Текст:
=====
Купить мерч «Эха»:

«Утренний разворот» / Дмитрий Орешкин

Путин строит идеократию осознанно или неосознанно. Я думаю, что осознанно. Правда, она будет называться Союз православных кувалдоносцев или еще как-нибудь. Это неважно, что там на хоругви нарисовано. Главное, чтобы в руках было древко, которым можно дать по голове тем, кто с тобой несогласен…

Утренний разворот19 февраля 2023
«Утренний разворот» / Дмитрий Орешкин 19.02.23 Скачать

Подписаться на «Живой гвоздь»

Поддержать канал «Живой гвоздь»

Л. АНИКИНА: Дмитрий Орешкин присоединяется, политолог. Здравствуйте.

Д. ОРЕШКИН: Доброе утро. Здравствуйте.

Л. АНИКИНА: Скажите, вы жаворонок или сова?

Д. ОРЕШКИН: Простите?

Л. АНИКИНА: Вы жаворонок или сова?
=====
Исходные данные:

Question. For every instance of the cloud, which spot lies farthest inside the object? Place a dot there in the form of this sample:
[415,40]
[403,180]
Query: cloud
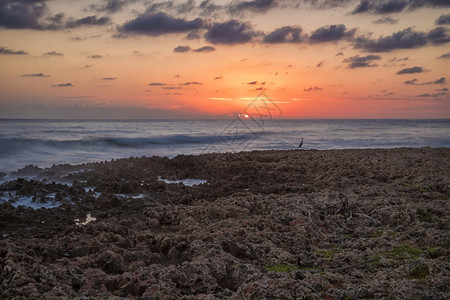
=====
Задание: Перепишите весь текст про эфир «Утренний разворот» слово в слово, ничего не меняя.

Ответ:
Купить мерч «Эха»:

«Утренний разворот» / Дмитрий Орешкин

Путин строит идеократию осознанно или неосознанно. Я думаю, что осознанно. Правда, она будет называться Союз православных кувалдоносцев или еще как-нибудь. Это неважно, что там на хоругви нарисовано. Главное, чтобы в руках было древко, которым можно дать по голове тем, кто с тобой несогласен…

Утренний разворот19 февраля 2023
«Утренний разворот» / Дмитрий Орешкин 19.02.23 Скачать

Подписаться на «Живой гвоздь»

Поддержать канал «Живой гвоздь»

Л. АНИКИНА: Дмитрий Орешкин присоединяется, политолог. Здравствуйте.

Д. ОРЕШКИН: Доброе утро. Здравствуйте.

Л. АНИКИНА: Скажите, вы жаворонок или сова?

Д. ОРЕШКИН: Простите?

Л. АНИКИНА: Вы жаворонок или сова?